### Assignment
In this exercise, reproduce all the entries that follow exactly.

Stored dataset items
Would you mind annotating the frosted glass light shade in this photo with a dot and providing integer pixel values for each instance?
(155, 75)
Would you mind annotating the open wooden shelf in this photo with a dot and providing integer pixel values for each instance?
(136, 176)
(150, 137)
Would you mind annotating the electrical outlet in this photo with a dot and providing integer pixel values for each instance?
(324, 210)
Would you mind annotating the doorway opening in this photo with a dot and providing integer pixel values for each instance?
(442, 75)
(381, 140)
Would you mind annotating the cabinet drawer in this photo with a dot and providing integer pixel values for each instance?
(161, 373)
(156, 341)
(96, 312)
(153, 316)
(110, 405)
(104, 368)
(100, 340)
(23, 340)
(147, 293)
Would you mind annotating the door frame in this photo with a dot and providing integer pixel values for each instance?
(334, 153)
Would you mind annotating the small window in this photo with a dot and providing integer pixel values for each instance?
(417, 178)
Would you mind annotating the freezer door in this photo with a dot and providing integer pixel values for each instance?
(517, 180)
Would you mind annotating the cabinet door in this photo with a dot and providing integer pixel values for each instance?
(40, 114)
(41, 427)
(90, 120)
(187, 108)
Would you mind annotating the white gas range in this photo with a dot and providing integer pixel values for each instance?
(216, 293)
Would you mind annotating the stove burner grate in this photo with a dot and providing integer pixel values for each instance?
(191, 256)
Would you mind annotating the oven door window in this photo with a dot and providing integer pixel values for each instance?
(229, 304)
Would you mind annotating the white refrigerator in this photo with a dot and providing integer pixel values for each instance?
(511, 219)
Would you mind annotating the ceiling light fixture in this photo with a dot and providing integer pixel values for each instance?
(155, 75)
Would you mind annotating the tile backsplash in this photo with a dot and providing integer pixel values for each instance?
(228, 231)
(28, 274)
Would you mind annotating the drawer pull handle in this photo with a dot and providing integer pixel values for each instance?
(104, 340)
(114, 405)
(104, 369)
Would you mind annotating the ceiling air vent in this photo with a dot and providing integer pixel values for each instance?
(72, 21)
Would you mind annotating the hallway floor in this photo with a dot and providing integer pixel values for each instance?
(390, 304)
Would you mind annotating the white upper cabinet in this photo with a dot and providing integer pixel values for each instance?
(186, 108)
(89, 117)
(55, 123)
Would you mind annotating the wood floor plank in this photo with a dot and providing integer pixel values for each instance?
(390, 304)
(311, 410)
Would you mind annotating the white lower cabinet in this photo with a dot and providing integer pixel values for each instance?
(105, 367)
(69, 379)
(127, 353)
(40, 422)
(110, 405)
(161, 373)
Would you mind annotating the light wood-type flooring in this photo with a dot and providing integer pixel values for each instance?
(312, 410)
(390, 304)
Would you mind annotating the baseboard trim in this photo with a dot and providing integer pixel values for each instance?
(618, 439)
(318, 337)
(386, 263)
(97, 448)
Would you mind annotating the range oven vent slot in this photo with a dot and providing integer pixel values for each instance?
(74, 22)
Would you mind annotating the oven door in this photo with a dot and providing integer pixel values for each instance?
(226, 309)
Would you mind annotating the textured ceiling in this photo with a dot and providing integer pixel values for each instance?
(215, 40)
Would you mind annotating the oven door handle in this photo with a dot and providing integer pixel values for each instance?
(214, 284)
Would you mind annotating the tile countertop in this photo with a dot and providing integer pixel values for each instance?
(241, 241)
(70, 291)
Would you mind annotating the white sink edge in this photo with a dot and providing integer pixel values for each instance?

### Your solution
Would you mind annotating the frosted glass light shade in this photo with a dot and providing integer pixel values for each instance?
(155, 75)
Would you mind annotating the open wooden shelf in this photo with a dot and providing integer pixel values for each instance?
(136, 176)
(150, 137)
Would you mind annotating the electrical outlet in this photo with a dot and providing integer pixel values for each instance?
(324, 210)
Would you mind annotating the doorway opening in this photo with a dot and providing integer pixel values for each instance?
(442, 75)
(381, 140)
Would you mind annotating the cabinet drawer in this photo with a dot and providing integer pixel values for each instance?
(161, 373)
(156, 341)
(96, 312)
(153, 316)
(110, 405)
(104, 368)
(100, 340)
(23, 340)
(147, 293)
Would you mind annotating the door frame in this photo with a dot and providing integer pixel values for each instance?
(334, 153)
Would you mind annotating the small window in this photo with a dot and providing integer pixel values for each instance?
(417, 178)
Would you mind annotating the freezer door in this photo with a dot and providing integer pixel values for each instance?
(517, 180)
Would you mind annotating the cabinet door in this photo with a dot and providing integer pixel values for each instance?
(40, 114)
(41, 427)
(90, 120)
(187, 108)
Would you mind annotating the white gas range in this photo with a dot and providing integer pixel values for each instance?
(216, 293)
Would you mind annotating the stove burner grate in this photo with a dot and providing integer pixel values for each instance?
(191, 256)
Would you mind annotating the oven door window in this photo with a dot and providing integer pixel values for each instance?
(229, 304)
Would you mind annotating the white refrigerator in this photo with a dot and providing integer pixel values for each instance?
(511, 219)
Would you mind annotating the ceiling light fixture in this photo with a dot and providing integer pixel values for each instance?
(155, 75)
Would you mind annotating the tile backsplash in this photo with a dot and providing integer pixel values for each instance?
(228, 231)
(28, 274)
Would you mind annotating the drawer pull handle in this photo with a dot and providing integer pixel values for each instance?
(104, 340)
(114, 405)
(104, 369)
Would you mind annotating the ceiling air vent in this photo with a dot and providing integer pixel values for each instance?
(72, 21)
Would you mind annotating the hallway floor in this photo with a dot and providing integer pixel values for each instance?
(390, 304)
Would you mind annotating the white upper cabinet in this photo with a dot and providing integer pixel values for each instance?
(186, 108)
(89, 117)
(55, 123)
Would you mind annotating the wood floor plank in this photo with a dot and providing integer pixel values for each instance?
(390, 304)
(311, 410)
Would you mind annotating the white lower cabinet in this photo with a dot and providing integer pixel values for each instance?
(105, 367)
(69, 379)
(127, 353)
(40, 422)
(110, 405)
(161, 373)
Would you mind annotating the light wood-type flooring in this photo with a dot and providing integer pixel values for each instance?
(312, 410)
(390, 304)
Would you mind annotating the baseboard trim in this photo with a dot and providing integer pixel values for each instance?
(618, 439)
(318, 337)
(386, 263)
(97, 448)
Would you mind annotating the range oven vent slot in this photo with a dot and providing integer pixel values for each instance?
(74, 22)
Would you mind annotating the oven door in this photo with a dot and providing integer pixel values for each instance?
(226, 309)
Would you mind annotating the textured ceiling in this photo with a dot and providing integer pixel values for each instance?
(215, 40)
Would you mind annotating the oven door handle in this photo with a dot and providing integer pixel values for each instance?
(214, 284)
Would you mind annotating the tile countertop in this photo with a dot and providing integer pixel values for each instance?
(241, 241)
(70, 291)
Would you mind annotating the white sink edge in this photo with a dot and providing integer pixel values for each instance?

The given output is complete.